# START OF EXCERPTED PASSAGE

War on Words Shapes Debate
Semantics Is Key To Social Security
By Mike Allen
Washington Post Staff Writer
As the two parties brace for the coming debate over restructuring Social
Security, polls and focus groups for both sides have shown that voters --
especially older ones, who vote in disproportionately heavy numbers -- distrust
any change that has the word "private" attached to it.
The White House has a logical idea: Don't use the word. This is difficult
because, after all, they would be "private" accounts, and Bush's plan
would "partially privatize" Social Security.
So Bush and his supporters have started using "personal accounts"
instead of "private accounts" to refer to his plan to let younger
workers invest part of their payroll taxes in stocks and bonds. Republican
officials have begun calling journalists to complain about references to
"private accounts," even though Bush called them that three times in
a speech last fall.
"Semantics are very important," House Ways and Means Committee
Chairman Bill Thomas (R-Calif.) said last week when a reporter asked about
"private" accounts. "They're personal accounts, not private
accounts. No one is advocating privatizing Social Security."
"Don't dismiss the use of a word," Thomas added. "The use of
a word is critical in making law."
Democrats have their own linguistic problem: They want to banish the term
"crisis." Democratic Party leaders are urging members to discuss
future Social Security shortfalls as a "challenge" rather than a
crisis, and assert that Bush is trying to manufacture a crisis to justify
making changes that many Democrats say are unnecessary. The White House has
fired back with a transcript showing that President Bill Clinton, during a
Republican officials also circulated a quote from the late Sen. Daniel
Patrick Moynihan (D-N.Y.), chairman of a Bush-appointed commission on Social
Security, who in 2000 called privatization "a scare word."
The battle over the vocabulary of restructuring Social Security is the
latest example of the lengths to which politicians and their consultants go to
test and refine wording in an era when so many voters are influenced by the
sound bites in television newscasts. Both sides have commissioned expensive research
to guide their word choice as they prepare their cases.

# END OF EXCERPTED PASSAGE

REQUIRED ACTIONS:
1) Translate this sentence from the article on Social Security wording into Spanish: "The White House has a logical idea: Don't use the word."
2) Do these statements agree with the article on Social Security wording? For each, answer yes or no and quote the words of the article that decide it.
(a) Bush never referred to the accounts as "private."
(b) Democrats claim Bush is trying to manufacture a crisis.
(c) Moynihan chaired a commission on Social Security appointed by Clinton.
3) Extend the article on Social Security wording, starting right after its final sentence.

# START OF SUPPLIED MATERIAL

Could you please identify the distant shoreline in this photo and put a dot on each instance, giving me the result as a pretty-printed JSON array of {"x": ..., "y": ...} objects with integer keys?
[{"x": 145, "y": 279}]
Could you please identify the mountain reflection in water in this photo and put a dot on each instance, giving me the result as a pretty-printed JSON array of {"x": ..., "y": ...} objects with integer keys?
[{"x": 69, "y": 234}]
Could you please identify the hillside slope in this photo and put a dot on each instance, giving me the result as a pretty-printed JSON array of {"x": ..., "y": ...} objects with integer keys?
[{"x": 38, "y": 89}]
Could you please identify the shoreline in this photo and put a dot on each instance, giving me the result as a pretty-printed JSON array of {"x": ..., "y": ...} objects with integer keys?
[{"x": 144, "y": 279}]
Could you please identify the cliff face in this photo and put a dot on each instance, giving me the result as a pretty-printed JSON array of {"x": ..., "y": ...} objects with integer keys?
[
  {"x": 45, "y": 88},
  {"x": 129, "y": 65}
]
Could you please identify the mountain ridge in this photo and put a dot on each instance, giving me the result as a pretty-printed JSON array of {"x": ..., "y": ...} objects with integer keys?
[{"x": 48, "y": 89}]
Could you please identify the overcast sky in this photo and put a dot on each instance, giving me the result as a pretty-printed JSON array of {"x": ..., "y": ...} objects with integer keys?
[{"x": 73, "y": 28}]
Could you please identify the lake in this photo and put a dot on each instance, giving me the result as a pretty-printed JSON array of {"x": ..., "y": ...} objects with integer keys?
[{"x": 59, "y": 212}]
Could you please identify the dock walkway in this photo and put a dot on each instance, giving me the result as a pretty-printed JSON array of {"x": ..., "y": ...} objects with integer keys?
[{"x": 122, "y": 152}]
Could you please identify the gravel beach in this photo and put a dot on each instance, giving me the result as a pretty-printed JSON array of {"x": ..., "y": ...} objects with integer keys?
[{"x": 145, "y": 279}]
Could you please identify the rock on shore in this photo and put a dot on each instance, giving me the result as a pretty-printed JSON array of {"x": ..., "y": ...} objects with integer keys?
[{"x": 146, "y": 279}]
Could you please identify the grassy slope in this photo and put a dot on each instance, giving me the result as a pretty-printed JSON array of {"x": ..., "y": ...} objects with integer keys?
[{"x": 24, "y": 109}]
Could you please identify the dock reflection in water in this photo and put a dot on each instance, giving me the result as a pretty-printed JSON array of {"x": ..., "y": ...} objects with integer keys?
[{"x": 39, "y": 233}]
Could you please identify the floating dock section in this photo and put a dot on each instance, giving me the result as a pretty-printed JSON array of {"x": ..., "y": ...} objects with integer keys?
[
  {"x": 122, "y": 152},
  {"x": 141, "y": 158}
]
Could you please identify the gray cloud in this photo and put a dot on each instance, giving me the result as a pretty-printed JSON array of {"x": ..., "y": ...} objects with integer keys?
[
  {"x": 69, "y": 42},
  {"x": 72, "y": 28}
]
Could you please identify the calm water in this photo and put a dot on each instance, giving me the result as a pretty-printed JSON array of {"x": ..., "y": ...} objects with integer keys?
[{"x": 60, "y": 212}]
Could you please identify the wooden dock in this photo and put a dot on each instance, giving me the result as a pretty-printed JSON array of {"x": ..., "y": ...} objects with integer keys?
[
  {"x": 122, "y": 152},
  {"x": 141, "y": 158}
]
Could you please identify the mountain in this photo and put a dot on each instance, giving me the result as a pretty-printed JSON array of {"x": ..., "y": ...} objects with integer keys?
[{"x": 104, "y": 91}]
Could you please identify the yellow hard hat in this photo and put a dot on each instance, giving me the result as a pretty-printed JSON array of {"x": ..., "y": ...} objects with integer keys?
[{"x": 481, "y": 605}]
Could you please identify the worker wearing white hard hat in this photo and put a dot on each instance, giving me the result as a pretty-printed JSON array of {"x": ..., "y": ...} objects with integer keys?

# END OF SUPPLIED MATERIAL

FINAL ANSWERS:
1) La Casa Blanca tiene una idea lógica: no usar la palabra.

2)
(a) No: "Bush called them that three times in a speech last fall"
(b) Yes: "assert that Bush is trying to manufacture a crisis to justify making changes"
(c) No: "chairman of a Bush-appointed commission on Social Security"

3)
The president's plan would allow younger Americans to divert a third or more
of their payroll taxes into private investment accounts to enhance their
long-term benefits.
Pollsters on both sides of the Social Security debate said they believe that
semantics could be destiny, given the skittishness of lawmakers and voters
about changing the popular system, which will turn 70 on Aug.14.
Michael D. Tanner, director of the Social Security project at the
libertarian Cato Institute, said "the term 'privatization' always polls
about 20 points lower than a description of it." "The problem is that
there is no good term," Tanner said. "People have tried
'modernization' and 'personalization.' They all sink like a rock."
Reflecting the new premium being placed on language, Bush turned prickly a
week ago Friday during an interview with The Washington Post aboard Air Force
One when he was asked if he would talk to Senate Democrats about his
"privatization plan."
"You mean the personal savings accounts?" the president scolded.
"We don't want to be editorializing, at least in the questions."
Bush generally refers to "personal accounts" but said during a
September speech to a Republican fundraiser in Washington that he wanted to
offer younger workers "a private account that they can call their own, a
private account they can pass on to the next generation, and a private account
that government can't take away."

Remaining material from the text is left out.